### Passage

::::::

20 The slowdown in the world economy would place pressure on the externally traded sectors of
the economy, including manufacturing, particularly given the continuing resilience of the sterling
exchange rate. For some members, this sharpened the policy dilemma. At some point, private sector
domestic demand growth would need to slow to below trend. The longer this adjustment was
delayed, the greater it might need to be. It could also involve a sharp fall in the sterling exchange
rate.
21 In January, manufacturing output had fallen sharply, reflecting a fall in the output of the
electrical and optical equipment sector, while in February it had risen by only 0.1%. And the CIPS
manufacturing survey showed both output and orders falling sharply, to below 50 in both cases.
These figures might in themselves point to somewhat weaker GDP growth than had earlier been
expected. On the other hand, the business activity index for services, while also falling a little,
remained well above the neutral 50 level, as did the equivalent series for construction.

::::::

### Stated exercise 1
According to the passage on the economy, by how much did manufacturing output rise in February?
### Stated exercise 2
Sum up the passage on the economy in two sentences.
### Stated exercise 3
Extend the passage on the economy from where it stops.
The records are separate from the passage on the economy.

::::::

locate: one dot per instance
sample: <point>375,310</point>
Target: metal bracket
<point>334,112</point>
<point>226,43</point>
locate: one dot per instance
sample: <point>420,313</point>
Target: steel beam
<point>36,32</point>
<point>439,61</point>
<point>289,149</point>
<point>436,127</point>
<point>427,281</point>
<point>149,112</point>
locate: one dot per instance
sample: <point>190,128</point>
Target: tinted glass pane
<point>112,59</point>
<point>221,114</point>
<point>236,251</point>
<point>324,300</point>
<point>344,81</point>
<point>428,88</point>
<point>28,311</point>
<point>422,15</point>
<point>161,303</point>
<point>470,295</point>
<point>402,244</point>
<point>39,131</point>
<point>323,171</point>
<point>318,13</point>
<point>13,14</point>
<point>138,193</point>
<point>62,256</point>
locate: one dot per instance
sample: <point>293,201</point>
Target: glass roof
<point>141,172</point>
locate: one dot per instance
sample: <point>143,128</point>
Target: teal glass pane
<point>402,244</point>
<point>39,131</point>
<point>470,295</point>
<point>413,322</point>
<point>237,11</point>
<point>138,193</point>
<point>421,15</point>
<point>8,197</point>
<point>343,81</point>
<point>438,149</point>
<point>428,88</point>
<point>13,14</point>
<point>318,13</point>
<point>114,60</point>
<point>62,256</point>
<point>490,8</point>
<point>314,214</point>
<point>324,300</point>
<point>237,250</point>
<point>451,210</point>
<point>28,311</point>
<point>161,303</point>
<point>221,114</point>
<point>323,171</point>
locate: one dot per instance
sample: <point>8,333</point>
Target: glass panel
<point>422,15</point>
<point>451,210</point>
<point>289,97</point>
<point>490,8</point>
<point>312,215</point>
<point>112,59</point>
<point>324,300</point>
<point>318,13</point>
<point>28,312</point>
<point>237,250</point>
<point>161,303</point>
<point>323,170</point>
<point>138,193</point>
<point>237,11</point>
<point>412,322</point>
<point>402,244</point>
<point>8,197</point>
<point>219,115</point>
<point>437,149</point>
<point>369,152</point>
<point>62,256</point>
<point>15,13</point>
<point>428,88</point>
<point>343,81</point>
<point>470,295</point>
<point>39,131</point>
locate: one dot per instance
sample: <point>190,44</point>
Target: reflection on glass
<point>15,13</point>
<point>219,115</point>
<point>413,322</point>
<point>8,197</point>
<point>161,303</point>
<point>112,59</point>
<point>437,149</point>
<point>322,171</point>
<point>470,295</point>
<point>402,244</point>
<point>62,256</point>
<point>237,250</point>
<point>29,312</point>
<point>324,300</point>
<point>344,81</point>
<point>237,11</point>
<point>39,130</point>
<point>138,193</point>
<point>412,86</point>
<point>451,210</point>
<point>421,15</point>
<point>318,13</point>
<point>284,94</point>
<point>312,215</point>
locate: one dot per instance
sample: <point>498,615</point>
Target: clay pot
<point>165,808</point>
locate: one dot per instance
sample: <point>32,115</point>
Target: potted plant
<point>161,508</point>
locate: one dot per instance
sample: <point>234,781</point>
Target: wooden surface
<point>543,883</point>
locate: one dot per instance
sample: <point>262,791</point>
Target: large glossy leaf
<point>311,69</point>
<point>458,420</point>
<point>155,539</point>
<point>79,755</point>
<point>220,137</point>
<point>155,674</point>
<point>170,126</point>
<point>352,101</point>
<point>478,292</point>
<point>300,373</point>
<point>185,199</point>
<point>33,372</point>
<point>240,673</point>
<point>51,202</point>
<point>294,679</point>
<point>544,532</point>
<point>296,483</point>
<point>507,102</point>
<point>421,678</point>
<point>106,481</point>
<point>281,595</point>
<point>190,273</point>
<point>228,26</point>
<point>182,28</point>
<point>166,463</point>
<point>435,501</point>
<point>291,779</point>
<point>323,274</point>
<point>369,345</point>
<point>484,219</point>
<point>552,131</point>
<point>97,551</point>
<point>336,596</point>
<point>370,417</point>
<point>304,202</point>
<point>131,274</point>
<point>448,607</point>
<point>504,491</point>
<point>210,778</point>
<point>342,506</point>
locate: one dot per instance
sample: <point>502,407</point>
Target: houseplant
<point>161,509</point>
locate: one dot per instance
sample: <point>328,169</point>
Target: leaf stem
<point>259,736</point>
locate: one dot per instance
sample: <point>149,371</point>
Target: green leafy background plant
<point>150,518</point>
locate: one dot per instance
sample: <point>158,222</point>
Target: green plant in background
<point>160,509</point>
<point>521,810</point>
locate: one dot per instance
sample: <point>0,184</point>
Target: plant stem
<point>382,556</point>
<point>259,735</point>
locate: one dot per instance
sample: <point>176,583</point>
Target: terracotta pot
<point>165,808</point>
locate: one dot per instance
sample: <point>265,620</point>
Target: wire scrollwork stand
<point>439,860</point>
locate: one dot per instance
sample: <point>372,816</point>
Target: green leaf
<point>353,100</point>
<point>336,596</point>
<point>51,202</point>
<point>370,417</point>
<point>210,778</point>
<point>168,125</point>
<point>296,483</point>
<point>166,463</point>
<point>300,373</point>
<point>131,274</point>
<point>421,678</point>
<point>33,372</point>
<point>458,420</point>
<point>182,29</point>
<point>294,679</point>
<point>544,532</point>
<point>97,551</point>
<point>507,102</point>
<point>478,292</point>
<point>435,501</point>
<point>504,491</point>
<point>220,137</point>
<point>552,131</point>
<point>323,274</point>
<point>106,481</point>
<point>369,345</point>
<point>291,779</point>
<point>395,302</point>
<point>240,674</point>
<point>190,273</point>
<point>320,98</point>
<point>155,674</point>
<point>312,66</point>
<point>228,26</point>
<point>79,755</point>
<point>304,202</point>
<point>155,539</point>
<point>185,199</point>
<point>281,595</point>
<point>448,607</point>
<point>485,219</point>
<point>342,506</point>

::::::

### Answer 1
It rose by only 0.1%.

### Answer 2
A slowdown in the world economy, together with a resilient sterling exchange rate, would put pressure on externally traded sectors such as manufacturing, which for some members sharpened the policy dilemma, since private sector domestic demand growth would at some point need to slow below trend. Manufacturing output fell sharply in January and rose only 0.1% in February, and the CIPS survey showed output and orders falling below 50, though the services and construction indices stayed well above that neutral level.

### Answer 3
22 Expenditure-based data suggested a somewhat stronger picture. In recent years, the initial
output-based estimate of GDP has been subject to revision, generally in an upwards direction. In
contrast to the prospective weakening of external demand, final domestic demand continued to grow
strongly, and would be supported going forward by the public spending plans set out in the Budget.
The new figures for business investment growth in Q4 were even stronger than the estimates made
the previous month, and were consistent with continuing growth interrupted by a pause around the
start of 2000. The implications of this strength for future capital spending were less clear.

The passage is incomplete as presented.